● **Input material**:

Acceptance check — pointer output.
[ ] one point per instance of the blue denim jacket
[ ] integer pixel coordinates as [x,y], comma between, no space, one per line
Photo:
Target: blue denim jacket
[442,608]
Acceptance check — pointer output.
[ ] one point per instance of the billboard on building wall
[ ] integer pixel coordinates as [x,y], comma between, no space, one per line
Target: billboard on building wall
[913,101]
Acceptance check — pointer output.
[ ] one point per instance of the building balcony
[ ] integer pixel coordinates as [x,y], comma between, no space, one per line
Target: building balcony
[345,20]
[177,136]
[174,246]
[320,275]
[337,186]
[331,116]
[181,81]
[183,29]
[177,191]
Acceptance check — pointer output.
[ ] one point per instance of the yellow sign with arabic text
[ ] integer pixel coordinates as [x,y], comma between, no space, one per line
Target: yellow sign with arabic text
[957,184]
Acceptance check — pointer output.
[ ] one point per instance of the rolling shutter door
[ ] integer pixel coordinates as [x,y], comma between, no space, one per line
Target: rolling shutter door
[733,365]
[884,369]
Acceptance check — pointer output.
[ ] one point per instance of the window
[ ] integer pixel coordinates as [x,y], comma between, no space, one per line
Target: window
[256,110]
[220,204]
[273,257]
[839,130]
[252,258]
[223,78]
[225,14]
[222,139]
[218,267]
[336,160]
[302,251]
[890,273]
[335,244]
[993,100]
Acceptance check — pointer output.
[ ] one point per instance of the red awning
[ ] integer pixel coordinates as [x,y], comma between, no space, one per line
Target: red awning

● **Goal of the exercise**:
Render all of the material above as a numbered list, leaving out any blank lines.

● **Answer to this problem**:
1. Acceptance check — pointer output.
2. [ ] one point per instance of the blue denim jacket
3. [ ] integer pixel coordinates as [x,y], comma between, no space, one per line
4. Photo:
5. Target: blue denim jacket
6. [442,608]
7. Acceptance check — pointer output.
8. [ ] one point per instance of the billboard on building wall
9. [ ] integer pixel coordinates as [x,y], comma between, no space, one per line
10. Target: billboard on building wall
11. [913,101]
12. Acceptance check — pointer output.
13. [ ] one point per instance of the building balcony
14. [ ] integer pixel coordinates as [x,y], comma between, no space, one per line
15. Target: building balcony
16. [345,20]
17. [177,136]
18. [174,246]
19. [320,275]
20. [337,186]
21. [331,116]
22. [181,81]
23. [183,29]
24. [177,191]
25. Acceptance check — pointer output.
26. [ ] one point per instance of the yellow sign with arabic text
27. [ ] integer pixel coordinates as [x,y], comma between, no space, one per line
28. Target: yellow sign with arabic text
29. [957,184]
30. Acceptance check — pointer output.
31. [ ] one point per instance of the rolling shutter door
32. [ ] integer pixel coordinates as [x,y], comma between, no space, one per line
33. Target: rolling shutter door
34. [733,365]
35. [884,369]
36. Acceptance check — pointer output.
37. [ ] one point per instance of the window
38. [ ] integer pixel coordinates as [x,y], comma between, no space, one per line
39. Target: window
40. [256,110]
41. [220,204]
42. [273,257]
43. [839,130]
44. [252,258]
45. [223,78]
46. [225,14]
47. [222,139]
48. [218,267]
49. [336,160]
50. [302,251]
51. [890,273]
52. [335,244]
53. [993,100]
54. Acceptance check — pointer output.
55. [ ] one point per instance of the red awning
56. [ ] integer pixel coordinates as [x,y], comma between, no space, one per line
57. Target: red awning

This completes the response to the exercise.